>>
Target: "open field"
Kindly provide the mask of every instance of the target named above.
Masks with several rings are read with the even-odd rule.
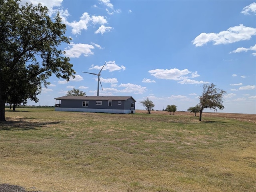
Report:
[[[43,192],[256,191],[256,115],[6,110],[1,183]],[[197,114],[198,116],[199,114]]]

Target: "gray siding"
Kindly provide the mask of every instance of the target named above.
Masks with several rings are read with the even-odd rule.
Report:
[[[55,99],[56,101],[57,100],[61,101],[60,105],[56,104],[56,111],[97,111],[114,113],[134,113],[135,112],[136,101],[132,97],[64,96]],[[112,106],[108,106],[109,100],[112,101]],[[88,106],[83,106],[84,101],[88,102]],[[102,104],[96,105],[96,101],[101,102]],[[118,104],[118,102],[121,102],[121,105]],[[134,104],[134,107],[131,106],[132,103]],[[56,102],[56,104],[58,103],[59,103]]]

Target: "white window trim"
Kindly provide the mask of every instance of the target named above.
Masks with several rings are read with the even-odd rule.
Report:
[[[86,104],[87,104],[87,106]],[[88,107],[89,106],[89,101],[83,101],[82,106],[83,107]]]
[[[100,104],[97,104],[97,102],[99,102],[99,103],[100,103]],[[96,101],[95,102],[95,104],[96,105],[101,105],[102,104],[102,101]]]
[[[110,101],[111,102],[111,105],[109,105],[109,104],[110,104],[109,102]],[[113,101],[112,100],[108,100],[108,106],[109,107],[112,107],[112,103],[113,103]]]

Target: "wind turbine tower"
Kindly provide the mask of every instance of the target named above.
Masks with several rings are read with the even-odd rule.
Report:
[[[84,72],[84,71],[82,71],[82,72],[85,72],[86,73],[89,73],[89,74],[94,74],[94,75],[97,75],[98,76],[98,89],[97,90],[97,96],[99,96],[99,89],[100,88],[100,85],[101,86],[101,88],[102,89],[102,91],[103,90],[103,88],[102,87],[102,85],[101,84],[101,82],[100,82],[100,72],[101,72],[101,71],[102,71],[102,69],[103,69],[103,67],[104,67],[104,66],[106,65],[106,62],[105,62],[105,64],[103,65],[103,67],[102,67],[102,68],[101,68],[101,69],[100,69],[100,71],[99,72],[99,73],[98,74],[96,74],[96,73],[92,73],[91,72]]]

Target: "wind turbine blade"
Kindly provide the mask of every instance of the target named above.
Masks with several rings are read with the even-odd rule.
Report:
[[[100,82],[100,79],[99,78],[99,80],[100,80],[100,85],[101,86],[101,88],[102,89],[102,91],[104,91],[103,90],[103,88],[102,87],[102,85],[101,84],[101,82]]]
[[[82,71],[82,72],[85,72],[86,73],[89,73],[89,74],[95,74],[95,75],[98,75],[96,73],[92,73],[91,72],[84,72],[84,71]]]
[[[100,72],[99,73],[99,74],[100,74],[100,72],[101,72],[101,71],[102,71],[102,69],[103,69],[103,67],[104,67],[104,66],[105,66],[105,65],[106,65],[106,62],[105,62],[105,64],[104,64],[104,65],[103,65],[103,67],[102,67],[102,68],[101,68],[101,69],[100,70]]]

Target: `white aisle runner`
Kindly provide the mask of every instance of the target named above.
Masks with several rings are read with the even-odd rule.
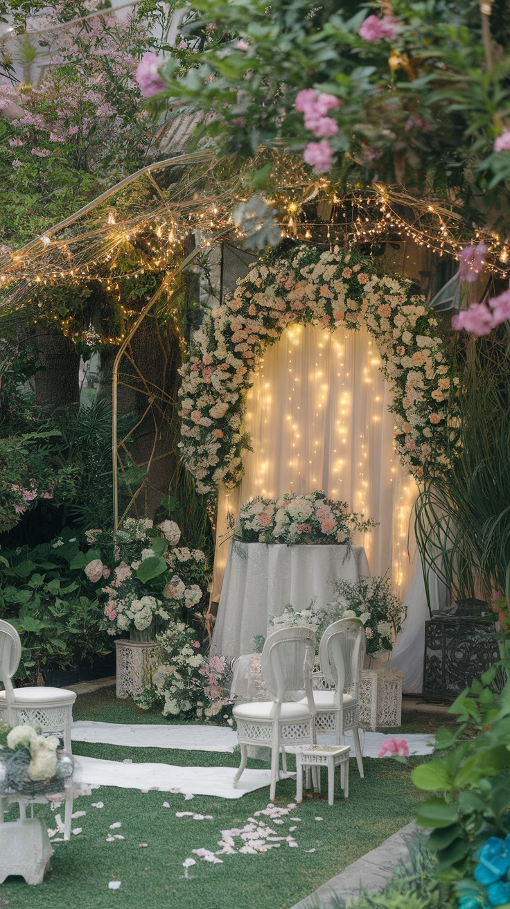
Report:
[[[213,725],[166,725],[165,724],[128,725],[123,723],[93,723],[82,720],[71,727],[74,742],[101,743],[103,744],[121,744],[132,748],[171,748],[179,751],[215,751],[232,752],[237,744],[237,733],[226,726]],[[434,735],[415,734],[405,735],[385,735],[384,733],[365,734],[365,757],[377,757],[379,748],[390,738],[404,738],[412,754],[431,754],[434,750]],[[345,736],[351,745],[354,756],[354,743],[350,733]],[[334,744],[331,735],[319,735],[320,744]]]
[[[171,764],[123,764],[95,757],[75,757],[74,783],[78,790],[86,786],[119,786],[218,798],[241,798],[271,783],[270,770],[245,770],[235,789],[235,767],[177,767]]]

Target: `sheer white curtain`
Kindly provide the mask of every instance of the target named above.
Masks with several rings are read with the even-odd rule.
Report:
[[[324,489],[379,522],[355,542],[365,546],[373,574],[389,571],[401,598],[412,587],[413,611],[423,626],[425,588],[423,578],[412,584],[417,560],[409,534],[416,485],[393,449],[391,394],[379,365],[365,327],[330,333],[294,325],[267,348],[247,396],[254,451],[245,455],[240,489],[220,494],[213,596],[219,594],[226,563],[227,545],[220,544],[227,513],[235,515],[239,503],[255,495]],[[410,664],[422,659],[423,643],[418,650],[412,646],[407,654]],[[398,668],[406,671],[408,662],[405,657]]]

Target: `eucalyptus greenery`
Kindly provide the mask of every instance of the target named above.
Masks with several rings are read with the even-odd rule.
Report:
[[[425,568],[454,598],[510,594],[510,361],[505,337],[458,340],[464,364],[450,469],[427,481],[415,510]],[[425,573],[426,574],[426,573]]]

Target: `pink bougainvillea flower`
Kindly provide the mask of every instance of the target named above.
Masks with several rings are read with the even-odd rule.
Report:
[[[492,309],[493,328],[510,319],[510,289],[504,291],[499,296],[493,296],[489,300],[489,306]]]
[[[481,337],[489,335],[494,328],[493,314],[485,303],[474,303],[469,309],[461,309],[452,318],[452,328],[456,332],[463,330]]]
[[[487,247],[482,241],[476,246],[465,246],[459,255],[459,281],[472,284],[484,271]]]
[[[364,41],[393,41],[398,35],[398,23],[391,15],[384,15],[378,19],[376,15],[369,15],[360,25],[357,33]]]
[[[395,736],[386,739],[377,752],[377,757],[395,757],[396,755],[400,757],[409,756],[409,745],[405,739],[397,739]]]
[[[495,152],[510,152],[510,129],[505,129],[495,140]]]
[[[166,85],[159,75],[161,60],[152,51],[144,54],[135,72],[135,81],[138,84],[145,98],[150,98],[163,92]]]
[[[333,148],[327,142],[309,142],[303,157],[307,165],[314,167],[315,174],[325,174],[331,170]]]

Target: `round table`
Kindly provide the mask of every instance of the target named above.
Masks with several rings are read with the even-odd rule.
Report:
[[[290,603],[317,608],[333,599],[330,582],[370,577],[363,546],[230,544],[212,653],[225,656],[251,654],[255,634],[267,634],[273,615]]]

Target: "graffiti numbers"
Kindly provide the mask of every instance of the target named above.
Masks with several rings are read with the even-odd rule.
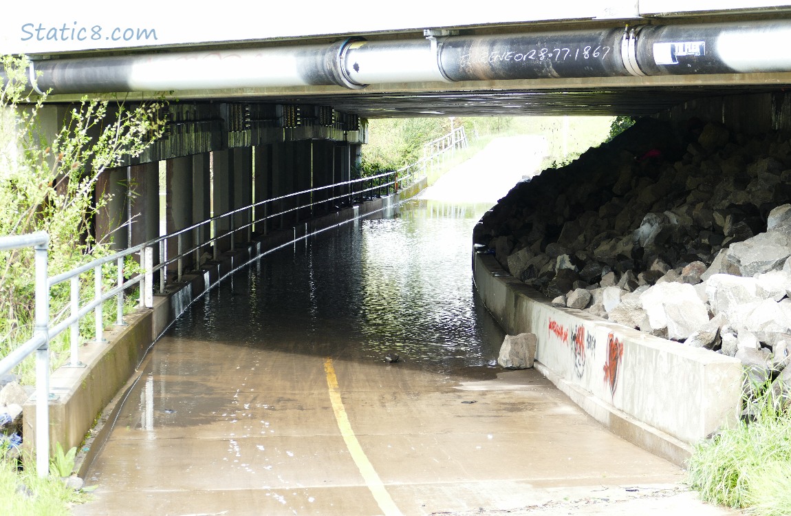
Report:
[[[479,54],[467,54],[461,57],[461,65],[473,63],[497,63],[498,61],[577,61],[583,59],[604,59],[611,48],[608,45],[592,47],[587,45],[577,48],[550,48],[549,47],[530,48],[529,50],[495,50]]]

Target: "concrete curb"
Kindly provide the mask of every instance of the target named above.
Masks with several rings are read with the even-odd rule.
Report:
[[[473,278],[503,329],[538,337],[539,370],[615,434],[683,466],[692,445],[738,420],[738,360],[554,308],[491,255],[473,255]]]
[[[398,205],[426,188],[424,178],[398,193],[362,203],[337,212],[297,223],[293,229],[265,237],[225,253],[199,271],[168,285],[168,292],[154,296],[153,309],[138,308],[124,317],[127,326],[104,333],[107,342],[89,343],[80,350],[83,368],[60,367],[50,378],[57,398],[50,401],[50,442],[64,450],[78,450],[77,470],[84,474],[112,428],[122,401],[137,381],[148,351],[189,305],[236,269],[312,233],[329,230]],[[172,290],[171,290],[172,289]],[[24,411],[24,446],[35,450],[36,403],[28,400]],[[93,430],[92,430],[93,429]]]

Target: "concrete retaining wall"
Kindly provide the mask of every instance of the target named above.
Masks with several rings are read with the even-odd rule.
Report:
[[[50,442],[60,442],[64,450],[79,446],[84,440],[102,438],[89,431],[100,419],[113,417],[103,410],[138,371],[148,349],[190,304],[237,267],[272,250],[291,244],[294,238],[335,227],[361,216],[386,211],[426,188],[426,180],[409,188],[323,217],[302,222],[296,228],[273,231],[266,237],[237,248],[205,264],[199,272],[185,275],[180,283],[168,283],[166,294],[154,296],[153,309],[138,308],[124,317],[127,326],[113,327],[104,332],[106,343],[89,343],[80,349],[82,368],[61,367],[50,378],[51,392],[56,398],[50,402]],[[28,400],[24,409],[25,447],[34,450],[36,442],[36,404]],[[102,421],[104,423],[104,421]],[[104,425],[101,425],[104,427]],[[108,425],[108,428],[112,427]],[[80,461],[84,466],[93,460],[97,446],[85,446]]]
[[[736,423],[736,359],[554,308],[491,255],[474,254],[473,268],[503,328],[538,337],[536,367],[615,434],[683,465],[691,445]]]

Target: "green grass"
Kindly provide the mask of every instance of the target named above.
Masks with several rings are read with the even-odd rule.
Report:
<<
**Do this**.
Please report, in full, each line of the items above that contains the word "white".

**Answer to the task**.
Target: "white window trim"
Target: `white aisle runner`
Target: `sheer white curtain`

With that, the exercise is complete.